** Begin Supplied records **

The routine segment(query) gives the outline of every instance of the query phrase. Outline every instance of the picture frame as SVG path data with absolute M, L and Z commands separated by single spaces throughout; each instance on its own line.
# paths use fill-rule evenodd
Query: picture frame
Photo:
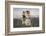
M 13 8 L 15 10 L 19 10 L 19 11 L 23 10 L 23 9 L 24 10 L 28 10 L 30 8 L 32 8 L 32 9 L 34 8 L 33 9 L 34 11 L 35 11 L 35 8 L 38 9 L 39 10 L 39 14 L 38 13 L 35 13 L 35 14 L 36 14 L 36 16 L 39 15 L 39 26 L 30 28 L 28 26 L 26 26 L 26 27 L 23 26 L 22 27 L 22 25 L 21 25 L 21 27 L 19 26 L 19 28 L 18 27 L 14 27 L 13 26 L 13 18 L 14 18 Z M 15 11 L 16 15 L 18 15 L 17 12 Z M 5 27 L 6 27 L 5 28 L 5 32 L 6 32 L 7 36 L 8 35 L 18 35 L 18 34 L 44 33 L 45 32 L 45 3 L 6 1 L 5 2 Z

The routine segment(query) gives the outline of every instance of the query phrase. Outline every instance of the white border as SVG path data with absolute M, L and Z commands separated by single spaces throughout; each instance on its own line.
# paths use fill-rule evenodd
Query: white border
M 13 8 L 39 8 L 39 27 L 13 28 Z M 10 32 L 42 30 L 42 6 L 10 5 Z

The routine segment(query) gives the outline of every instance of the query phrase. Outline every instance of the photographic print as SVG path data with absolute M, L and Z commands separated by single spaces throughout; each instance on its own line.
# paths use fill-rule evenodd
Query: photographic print
M 45 32 L 45 4 L 6 2 L 6 35 Z
M 39 9 L 13 8 L 13 27 L 39 27 Z

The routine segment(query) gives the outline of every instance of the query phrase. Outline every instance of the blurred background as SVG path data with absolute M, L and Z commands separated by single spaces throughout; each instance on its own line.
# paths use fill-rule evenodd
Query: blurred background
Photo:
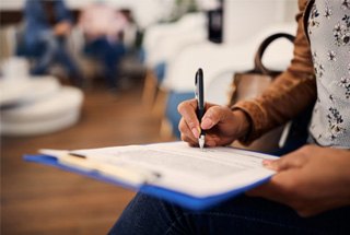
M 177 105 L 226 105 L 296 0 L 0 0 L 1 234 L 106 234 L 135 192 L 23 161 L 38 149 L 178 140 Z M 264 62 L 283 70 L 292 45 Z

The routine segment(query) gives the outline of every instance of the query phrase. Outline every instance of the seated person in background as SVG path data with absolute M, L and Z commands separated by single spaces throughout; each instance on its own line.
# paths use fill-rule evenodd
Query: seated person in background
M 84 52 L 100 59 L 104 67 L 104 77 L 112 90 L 118 87 L 118 62 L 126 54 L 122 32 L 128 19 L 104 2 L 95 2 L 84 9 L 79 25 L 85 36 Z
M 66 48 L 72 20 L 62 0 L 27 0 L 24 8 L 24 38 L 19 54 L 34 57 L 32 74 L 46 74 L 50 66 L 60 63 L 74 85 L 82 84 L 82 75 Z
M 252 197 L 205 211 L 138 193 L 110 234 L 349 234 L 350 4 L 299 0 L 299 8 L 294 58 L 268 91 L 232 108 L 207 104 L 201 124 L 196 101 L 186 101 L 178 106 L 179 130 L 194 146 L 199 128 L 208 148 L 249 142 L 316 102 L 308 143 L 262 162 L 277 174 L 248 191 Z

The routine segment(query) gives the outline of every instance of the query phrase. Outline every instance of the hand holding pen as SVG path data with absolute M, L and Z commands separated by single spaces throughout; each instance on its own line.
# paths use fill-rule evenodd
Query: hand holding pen
M 199 71 L 196 73 L 196 78 L 197 74 L 200 78 Z M 201 94 L 203 95 L 203 93 Z M 242 110 L 232 111 L 226 106 L 205 103 L 203 97 L 200 99 L 198 96 L 198 99 L 185 101 L 178 105 L 177 109 L 182 115 L 178 125 L 182 140 L 192 146 L 200 144 L 219 146 L 231 144 L 247 133 L 249 121 Z M 201 141 L 202 143 L 200 143 Z

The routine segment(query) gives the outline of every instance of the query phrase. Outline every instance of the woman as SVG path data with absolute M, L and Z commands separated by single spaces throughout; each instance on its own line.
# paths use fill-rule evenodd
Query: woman
M 116 234 L 346 234 L 350 231 L 350 3 L 299 0 L 294 58 L 259 98 L 232 108 L 207 104 L 199 125 L 196 101 L 179 105 L 182 139 L 208 146 L 248 143 L 316 102 L 310 144 L 266 167 L 278 173 L 247 196 L 202 212 L 137 195 Z M 304 31 L 305 28 L 305 31 Z M 252 197 L 253 196 L 253 197 Z
M 82 85 L 82 74 L 67 51 L 66 38 L 72 19 L 62 0 L 27 0 L 24 8 L 24 38 L 18 54 L 35 58 L 32 74 L 46 74 L 55 62 L 67 70 L 74 85 Z

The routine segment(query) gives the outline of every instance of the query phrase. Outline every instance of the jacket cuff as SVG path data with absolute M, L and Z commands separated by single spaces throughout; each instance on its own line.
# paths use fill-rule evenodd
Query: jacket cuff
M 249 121 L 249 131 L 244 137 L 240 138 L 238 141 L 244 144 L 249 144 L 262 134 L 262 129 L 266 126 L 267 114 L 264 108 L 260 107 L 259 103 L 253 101 L 237 102 L 231 107 L 232 110 L 242 110 Z

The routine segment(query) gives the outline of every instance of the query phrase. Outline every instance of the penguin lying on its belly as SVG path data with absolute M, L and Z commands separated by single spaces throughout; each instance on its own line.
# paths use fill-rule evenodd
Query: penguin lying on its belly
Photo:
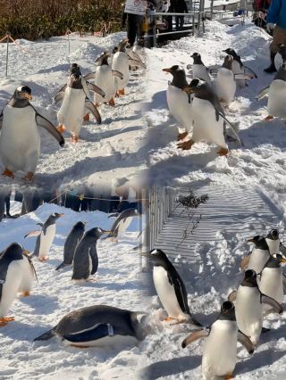
M 237 343 L 241 343 L 251 355 L 254 346 L 249 338 L 239 330 L 234 305 L 226 301 L 221 313 L 211 326 L 191 333 L 182 343 L 182 348 L 199 338 L 206 338 L 202 358 L 202 373 L 205 380 L 216 376 L 232 379 L 237 363 Z
M 38 127 L 44 128 L 59 143 L 64 138 L 55 126 L 31 105 L 31 89 L 20 86 L 0 114 L 0 157 L 4 166 L 4 176 L 14 178 L 14 172 L 25 174 L 23 179 L 32 181 L 40 152 Z
M 124 338 L 143 341 L 146 333 L 139 320 L 140 314 L 144 313 L 105 305 L 79 309 L 34 341 L 46 341 L 57 335 L 65 344 L 79 348 L 114 344 Z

** End Supplied records **

> [Required work]: Copy everything in the material from the line containing "of the white" down to the line containing "M 39 9 L 13 8 L 13 27 L 39 27 Z", both lines included and the request text kept unchanged. Multiply every coordinate in the answer paths by 0.8, round each result to a whole number with halves rounded up, and return only those lines.

> [Exercise output]:
The routine segment(query) gives the outline of every instance of the query phrase. Outline every instance of the white border as SVG path data with absolute M, L and Z commands separated by single spaces throughout; each instance on its own line.
# paths use fill-rule evenodd
Query: white border
M 10 6 L 31 6 L 31 22 L 10 22 Z M 8 26 L 34 24 L 34 5 L 8 4 Z

The routine segment(query) gives the outline of every instance of the query phrase. Outline every instance of the photographic print as SVG path data with absolute M, L and Z commands separated by single spaces throughout; each instance on its own line.
# paths use fill-rule evenodd
Query: photographic print
M 36 26 L 36 3 L 5 2 L 5 28 Z
M 31 7 L 10 6 L 10 22 L 31 22 Z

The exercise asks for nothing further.